Saved entries
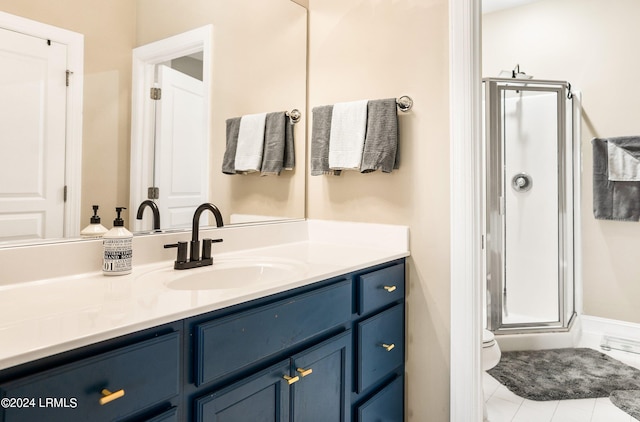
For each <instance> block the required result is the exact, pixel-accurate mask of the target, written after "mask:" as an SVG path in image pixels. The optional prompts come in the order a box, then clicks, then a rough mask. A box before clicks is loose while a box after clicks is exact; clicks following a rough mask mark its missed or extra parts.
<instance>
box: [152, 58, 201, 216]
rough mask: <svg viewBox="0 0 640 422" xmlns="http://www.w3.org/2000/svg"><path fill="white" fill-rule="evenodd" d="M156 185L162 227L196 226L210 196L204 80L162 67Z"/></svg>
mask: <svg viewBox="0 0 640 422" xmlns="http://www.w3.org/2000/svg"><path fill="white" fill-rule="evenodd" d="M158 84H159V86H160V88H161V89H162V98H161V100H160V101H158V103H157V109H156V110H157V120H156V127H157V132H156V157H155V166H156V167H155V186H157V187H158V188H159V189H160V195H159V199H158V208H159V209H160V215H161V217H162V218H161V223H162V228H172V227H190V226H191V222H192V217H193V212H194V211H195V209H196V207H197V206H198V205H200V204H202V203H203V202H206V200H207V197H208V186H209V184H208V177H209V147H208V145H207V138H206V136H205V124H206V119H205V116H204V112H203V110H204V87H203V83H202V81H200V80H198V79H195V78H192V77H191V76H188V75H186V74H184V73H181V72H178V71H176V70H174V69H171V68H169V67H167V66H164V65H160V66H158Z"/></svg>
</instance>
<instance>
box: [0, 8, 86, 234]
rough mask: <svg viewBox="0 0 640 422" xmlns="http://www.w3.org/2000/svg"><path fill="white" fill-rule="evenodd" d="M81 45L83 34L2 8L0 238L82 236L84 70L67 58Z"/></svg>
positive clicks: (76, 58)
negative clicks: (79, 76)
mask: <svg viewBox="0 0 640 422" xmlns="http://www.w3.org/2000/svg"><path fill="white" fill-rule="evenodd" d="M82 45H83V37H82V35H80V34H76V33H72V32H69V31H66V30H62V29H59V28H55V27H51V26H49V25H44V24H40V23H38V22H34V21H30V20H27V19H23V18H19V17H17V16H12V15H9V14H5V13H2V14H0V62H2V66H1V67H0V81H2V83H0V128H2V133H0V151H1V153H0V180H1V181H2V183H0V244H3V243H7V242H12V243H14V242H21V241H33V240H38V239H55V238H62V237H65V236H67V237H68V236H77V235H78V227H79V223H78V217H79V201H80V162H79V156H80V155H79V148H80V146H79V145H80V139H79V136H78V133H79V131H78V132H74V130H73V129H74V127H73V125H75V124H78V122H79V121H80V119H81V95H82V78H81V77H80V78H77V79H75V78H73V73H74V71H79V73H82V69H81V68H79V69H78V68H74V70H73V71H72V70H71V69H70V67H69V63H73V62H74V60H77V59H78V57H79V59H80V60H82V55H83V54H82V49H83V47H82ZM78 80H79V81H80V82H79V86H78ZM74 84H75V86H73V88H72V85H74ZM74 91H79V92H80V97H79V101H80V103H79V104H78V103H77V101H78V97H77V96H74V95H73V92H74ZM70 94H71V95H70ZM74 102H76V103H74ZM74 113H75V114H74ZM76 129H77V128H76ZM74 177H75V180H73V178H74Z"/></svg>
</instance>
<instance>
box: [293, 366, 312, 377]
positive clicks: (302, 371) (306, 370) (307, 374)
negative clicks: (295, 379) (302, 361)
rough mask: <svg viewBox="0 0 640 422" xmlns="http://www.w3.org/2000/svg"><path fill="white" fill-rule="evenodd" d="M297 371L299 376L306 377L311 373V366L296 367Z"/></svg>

*YOUR INSTRUCTIONS*.
Scan the records for the word "positive", and copy each line where it is found.

*PROBLEM SOLUTION*.
positive clicks: (76, 58)
positive clicks: (302, 371) (306, 370) (307, 374)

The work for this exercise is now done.